To be done. Repeat the listing below in full, exactly as it stands.

── Record set

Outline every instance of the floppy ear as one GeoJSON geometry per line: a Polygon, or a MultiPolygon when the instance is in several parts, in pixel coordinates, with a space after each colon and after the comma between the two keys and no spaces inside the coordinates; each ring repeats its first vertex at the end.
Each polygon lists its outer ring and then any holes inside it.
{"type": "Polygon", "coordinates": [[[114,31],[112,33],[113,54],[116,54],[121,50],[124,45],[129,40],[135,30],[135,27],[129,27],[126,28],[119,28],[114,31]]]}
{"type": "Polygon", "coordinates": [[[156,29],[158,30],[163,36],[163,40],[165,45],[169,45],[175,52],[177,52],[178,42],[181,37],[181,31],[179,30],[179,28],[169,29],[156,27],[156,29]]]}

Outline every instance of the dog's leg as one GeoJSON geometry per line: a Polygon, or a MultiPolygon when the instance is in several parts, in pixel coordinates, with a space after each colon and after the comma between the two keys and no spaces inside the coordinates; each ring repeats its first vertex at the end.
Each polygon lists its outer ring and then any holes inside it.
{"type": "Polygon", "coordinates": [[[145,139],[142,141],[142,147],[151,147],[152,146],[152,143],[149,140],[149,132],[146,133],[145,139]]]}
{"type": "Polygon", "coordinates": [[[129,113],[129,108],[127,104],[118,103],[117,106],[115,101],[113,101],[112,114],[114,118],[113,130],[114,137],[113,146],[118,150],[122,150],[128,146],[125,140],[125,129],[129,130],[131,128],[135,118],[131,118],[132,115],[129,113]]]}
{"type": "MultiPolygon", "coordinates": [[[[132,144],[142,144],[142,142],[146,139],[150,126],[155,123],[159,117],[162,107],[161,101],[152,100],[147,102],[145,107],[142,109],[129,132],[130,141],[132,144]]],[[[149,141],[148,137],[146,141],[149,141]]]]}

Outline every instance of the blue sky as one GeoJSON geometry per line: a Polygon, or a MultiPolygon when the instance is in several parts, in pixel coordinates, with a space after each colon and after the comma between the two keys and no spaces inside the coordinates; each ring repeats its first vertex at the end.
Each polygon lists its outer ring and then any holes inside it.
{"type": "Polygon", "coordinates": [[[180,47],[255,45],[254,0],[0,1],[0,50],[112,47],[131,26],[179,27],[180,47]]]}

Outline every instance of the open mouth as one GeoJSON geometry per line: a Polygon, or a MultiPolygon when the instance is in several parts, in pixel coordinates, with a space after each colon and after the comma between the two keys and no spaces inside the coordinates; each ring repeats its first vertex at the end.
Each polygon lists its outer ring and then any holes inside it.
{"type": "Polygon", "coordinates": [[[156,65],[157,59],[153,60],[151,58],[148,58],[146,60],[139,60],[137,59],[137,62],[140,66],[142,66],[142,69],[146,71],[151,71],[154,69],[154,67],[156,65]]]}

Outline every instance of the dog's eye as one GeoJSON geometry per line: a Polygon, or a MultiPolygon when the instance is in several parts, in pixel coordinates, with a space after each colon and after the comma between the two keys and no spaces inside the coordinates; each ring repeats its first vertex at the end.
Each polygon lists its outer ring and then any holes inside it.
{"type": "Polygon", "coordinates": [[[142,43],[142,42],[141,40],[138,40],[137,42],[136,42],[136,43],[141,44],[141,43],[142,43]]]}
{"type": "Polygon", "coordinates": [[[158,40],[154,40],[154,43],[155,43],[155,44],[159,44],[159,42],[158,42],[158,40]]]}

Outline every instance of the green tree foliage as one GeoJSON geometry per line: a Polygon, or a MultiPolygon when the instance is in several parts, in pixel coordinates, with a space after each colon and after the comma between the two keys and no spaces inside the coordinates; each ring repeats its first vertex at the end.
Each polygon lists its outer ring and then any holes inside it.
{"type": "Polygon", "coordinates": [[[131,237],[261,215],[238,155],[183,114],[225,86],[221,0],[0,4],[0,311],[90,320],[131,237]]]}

────

Written solution.
Outline every instance of the floppy ear as one GeoJSON geometry per line: a Polygon, or a MultiPolygon when the instance is in several parts, in pixel coordinates, with a space after each colon and after the comma between the two keys and no spaces inside the coordinates; each ring repeats its first vertex at the end.
Each polygon lists its outer ring and then any holes inside it.
{"type": "Polygon", "coordinates": [[[114,31],[112,33],[113,54],[116,54],[121,50],[124,45],[129,40],[135,30],[135,27],[129,27],[126,28],[119,28],[114,31]]]}
{"type": "Polygon", "coordinates": [[[156,29],[158,30],[163,36],[163,40],[165,45],[169,45],[175,52],[177,52],[178,42],[181,37],[181,31],[179,30],[179,28],[169,29],[156,27],[156,29]]]}

Outline every instance of the dog's leg as one GeoJSON geometry per line: a Polygon, or a MultiPolygon when the instance is in several parts, in pixel coordinates, with a space after each colon and after the comma between the two keys and no spaces inside the coordinates; each ring repeats its first vertex at the end.
Each polygon lists its outer ring and then any holes inside it.
{"type": "Polygon", "coordinates": [[[145,139],[142,141],[142,147],[151,147],[152,146],[152,143],[149,140],[149,132],[146,133],[145,139]]]}
{"type": "Polygon", "coordinates": [[[129,113],[129,108],[127,104],[118,103],[117,106],[115,101],[113,101],[112,114],[114,118],[113,130],[114,137],[113,146],[118,150],[122,150],[128,146],[125,140],[125,129],[129,130],[131,128],[135,118],[131,118],[132,115],[129,113]]]}
{"type": "MultiPolygon", "coordinates": [[[[132,144],[142,144],[142,142],[146,139],[150,126],[155,123],[159,117],[162,107],[161,101],[152,100],[147,102],[145,107],[142,109],[129,132],[130,141],[132,144]]],[[[149,141],[148,137],[146,141],[149,141]]]]}

Outline every instance of the blue sky as one GeoJSON geometry per line: a Polygon, or a MultiPolygon when the instance is in several parts, in pixel coordinates, with a space after each colon and after the comma between the two keys and no spaces inside the coordinates; each ring repeats its first vertex at the end.
Each polygon lists its outer ring and then any holes inside it.
{"type": "Polygon", "coordinates": [[[180,47],[255,45],[254,0],[0,1],[0,50],[112,47],[131,26],[179,27],[180,47]]]}

Outline every instance of the open mouth as one GeoJSON geometry per line: a Polygon, or a MultiPolygon when the instance is in several parts, in pixel coordinates, with a space after each colon and after the comma between the two keys and no spaces inside the coordinates; each ring repeats its first vertex at the end.
Each polygon lists its outer ring and then any holes inside it.
{"type": "Polygon", "coordinates": [[[156,65],[157,59],[153,60],[151,58],[148,58],[146,60],[139,60],[137,59],[137,62],[140,66],[142,66],[142,69],[146,71],[151,71],[154,69],[154,67],[156,65]]]}

Outline every instance of the dog's eye as one GeoJSON geometry per line: a Polygon, or a MultiPolygon when the instance is in several parts, in pixel coordinates, with a space after each colon and after the comma between the two keys and no spaces inside the coordinates; each ring repeats its first vertex at the end.
Each polygon lists its outer ring and then any holes inside it.
{"type": "Polygon", "coordinates": [[[142,43],[142,42],[141,40],[138,40],[137,42],[136,42],[136,43],[141,44],[141,43],[142,43]]]}
{"type": "Polygon", "coordinates": [[[158,40],[154,40],[154,43],[155,43],[155,44],[159,44],[159,42],[158,42],[158,40]]]}

Outline every instance of the green tree foliage as one GeoJSON geometry per line: a Polygon, or a MultiPolygon when the instance is in several parts, in pixel coordinates, with a space after each colon and after the comma between the two keys and no spaces inside the coordinates; each ring repeats its first vertex at the end.
Each polygon lists its outer ring and then any holes inside it.
{"type": "Polygon", "coordinates": [[[131,237],[261,215],[238,155],[183,114],[225,86],[221,0],[0,4],[0,311],[90,320],[131,237]]]}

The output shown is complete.